**Exercise data**
-- -- --
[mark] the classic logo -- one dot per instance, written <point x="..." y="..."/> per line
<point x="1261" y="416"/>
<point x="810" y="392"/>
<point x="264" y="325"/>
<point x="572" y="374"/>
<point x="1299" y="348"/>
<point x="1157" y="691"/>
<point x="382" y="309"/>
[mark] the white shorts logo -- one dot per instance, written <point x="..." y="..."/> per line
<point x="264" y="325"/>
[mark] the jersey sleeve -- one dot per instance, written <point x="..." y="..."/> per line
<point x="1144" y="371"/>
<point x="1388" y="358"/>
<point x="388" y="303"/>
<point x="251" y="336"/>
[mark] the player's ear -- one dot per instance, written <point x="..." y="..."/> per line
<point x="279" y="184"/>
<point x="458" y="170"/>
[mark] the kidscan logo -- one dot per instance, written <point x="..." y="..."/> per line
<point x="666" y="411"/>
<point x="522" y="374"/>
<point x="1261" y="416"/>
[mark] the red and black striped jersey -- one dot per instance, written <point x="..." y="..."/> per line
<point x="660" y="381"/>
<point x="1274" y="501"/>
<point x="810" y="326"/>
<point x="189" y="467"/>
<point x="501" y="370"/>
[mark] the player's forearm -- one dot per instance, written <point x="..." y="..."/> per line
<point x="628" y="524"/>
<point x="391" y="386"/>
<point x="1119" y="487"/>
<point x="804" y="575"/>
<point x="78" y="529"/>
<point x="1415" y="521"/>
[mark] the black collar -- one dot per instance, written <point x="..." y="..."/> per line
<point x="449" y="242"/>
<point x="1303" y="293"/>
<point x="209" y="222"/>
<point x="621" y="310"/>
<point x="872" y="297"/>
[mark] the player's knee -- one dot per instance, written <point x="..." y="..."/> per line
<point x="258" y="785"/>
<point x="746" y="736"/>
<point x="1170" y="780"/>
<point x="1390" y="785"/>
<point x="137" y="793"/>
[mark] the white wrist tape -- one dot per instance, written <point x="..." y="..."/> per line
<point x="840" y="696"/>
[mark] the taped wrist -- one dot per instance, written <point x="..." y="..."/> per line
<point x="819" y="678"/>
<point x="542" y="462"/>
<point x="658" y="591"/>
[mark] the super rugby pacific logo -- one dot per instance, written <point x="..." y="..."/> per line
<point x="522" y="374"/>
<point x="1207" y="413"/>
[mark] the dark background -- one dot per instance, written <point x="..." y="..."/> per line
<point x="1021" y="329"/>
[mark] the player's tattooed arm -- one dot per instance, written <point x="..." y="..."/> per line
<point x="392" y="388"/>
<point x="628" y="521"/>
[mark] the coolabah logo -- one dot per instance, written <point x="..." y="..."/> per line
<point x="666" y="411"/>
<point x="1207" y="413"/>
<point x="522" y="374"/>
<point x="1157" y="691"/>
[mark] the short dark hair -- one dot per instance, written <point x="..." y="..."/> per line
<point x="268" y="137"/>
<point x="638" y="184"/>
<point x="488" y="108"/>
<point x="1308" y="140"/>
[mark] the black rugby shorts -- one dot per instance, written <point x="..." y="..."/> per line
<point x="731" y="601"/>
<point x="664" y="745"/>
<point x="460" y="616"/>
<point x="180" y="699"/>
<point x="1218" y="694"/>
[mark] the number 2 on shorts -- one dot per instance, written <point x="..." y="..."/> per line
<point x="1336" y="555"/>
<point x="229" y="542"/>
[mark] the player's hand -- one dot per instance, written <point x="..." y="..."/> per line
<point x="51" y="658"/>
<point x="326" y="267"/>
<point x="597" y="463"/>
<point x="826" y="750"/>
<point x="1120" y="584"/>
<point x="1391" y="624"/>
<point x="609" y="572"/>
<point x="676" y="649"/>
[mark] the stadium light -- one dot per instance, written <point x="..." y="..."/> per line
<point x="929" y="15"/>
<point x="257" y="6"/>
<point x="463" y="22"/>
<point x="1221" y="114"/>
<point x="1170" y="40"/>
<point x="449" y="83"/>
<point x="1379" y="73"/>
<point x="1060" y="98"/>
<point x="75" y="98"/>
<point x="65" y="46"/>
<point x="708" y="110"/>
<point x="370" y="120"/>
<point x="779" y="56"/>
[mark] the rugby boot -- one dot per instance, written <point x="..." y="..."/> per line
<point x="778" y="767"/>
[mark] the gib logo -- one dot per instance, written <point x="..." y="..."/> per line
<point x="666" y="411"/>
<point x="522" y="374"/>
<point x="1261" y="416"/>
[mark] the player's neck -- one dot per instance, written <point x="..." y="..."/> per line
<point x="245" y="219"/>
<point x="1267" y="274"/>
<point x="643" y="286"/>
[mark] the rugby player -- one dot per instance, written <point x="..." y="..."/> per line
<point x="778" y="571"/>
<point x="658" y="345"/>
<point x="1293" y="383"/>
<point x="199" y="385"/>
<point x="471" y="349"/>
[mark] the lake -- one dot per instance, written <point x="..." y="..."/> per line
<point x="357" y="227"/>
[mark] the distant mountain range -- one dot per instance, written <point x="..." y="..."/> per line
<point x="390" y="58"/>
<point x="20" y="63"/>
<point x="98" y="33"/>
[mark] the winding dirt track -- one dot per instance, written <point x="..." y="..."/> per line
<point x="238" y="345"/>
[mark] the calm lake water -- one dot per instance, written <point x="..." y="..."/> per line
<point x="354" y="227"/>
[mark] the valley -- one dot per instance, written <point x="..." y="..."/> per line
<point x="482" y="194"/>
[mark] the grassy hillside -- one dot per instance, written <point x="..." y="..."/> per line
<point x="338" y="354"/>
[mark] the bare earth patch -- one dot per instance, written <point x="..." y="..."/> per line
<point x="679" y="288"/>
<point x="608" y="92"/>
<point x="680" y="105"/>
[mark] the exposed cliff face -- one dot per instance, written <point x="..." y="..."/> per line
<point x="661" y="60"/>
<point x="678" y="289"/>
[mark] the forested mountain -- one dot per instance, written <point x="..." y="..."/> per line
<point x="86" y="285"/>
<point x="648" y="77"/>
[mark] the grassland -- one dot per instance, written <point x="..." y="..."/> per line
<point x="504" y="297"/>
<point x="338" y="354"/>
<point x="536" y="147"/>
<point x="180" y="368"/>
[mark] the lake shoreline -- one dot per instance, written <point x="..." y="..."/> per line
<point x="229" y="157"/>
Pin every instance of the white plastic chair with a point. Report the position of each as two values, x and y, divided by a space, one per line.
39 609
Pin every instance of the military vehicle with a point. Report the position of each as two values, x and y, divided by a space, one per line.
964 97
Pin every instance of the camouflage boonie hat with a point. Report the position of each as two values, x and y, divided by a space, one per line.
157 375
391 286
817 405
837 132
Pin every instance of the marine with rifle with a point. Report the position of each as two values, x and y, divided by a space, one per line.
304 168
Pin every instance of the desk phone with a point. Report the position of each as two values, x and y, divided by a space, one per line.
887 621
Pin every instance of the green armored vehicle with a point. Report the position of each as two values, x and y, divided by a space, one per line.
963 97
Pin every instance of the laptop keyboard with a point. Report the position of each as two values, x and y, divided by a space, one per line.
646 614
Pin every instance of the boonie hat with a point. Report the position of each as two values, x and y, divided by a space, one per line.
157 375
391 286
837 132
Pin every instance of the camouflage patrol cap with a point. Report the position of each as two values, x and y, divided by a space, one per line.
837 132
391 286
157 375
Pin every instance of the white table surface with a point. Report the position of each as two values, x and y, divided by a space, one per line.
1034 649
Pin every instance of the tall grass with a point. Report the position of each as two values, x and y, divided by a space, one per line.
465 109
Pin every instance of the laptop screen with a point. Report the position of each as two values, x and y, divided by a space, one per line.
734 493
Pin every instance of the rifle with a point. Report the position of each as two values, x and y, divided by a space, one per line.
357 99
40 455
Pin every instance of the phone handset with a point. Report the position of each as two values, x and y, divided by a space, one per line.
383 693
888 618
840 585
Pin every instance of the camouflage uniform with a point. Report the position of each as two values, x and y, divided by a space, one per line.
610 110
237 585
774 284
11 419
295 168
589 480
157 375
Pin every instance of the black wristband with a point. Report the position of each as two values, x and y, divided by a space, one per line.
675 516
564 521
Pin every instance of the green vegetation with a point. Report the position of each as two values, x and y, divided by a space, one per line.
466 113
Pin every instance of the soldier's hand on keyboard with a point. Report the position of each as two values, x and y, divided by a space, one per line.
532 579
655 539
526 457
-- -- --
Copy out the data from the line containing "Pin every instance of the green vegetation" through the end, replacing every "with a point" with "with a dot" and leaving everything else unchanged.

Pin every instance of the green vegetation with a dot. Report the position of each as two values, x and y, divided by a space, one per line.
466 113
Pin every instance of the soldier's hand on keyboard with a dot. Report the position of each as two values, x and y, divided by a space, one per line.
532 579
655 539
526 457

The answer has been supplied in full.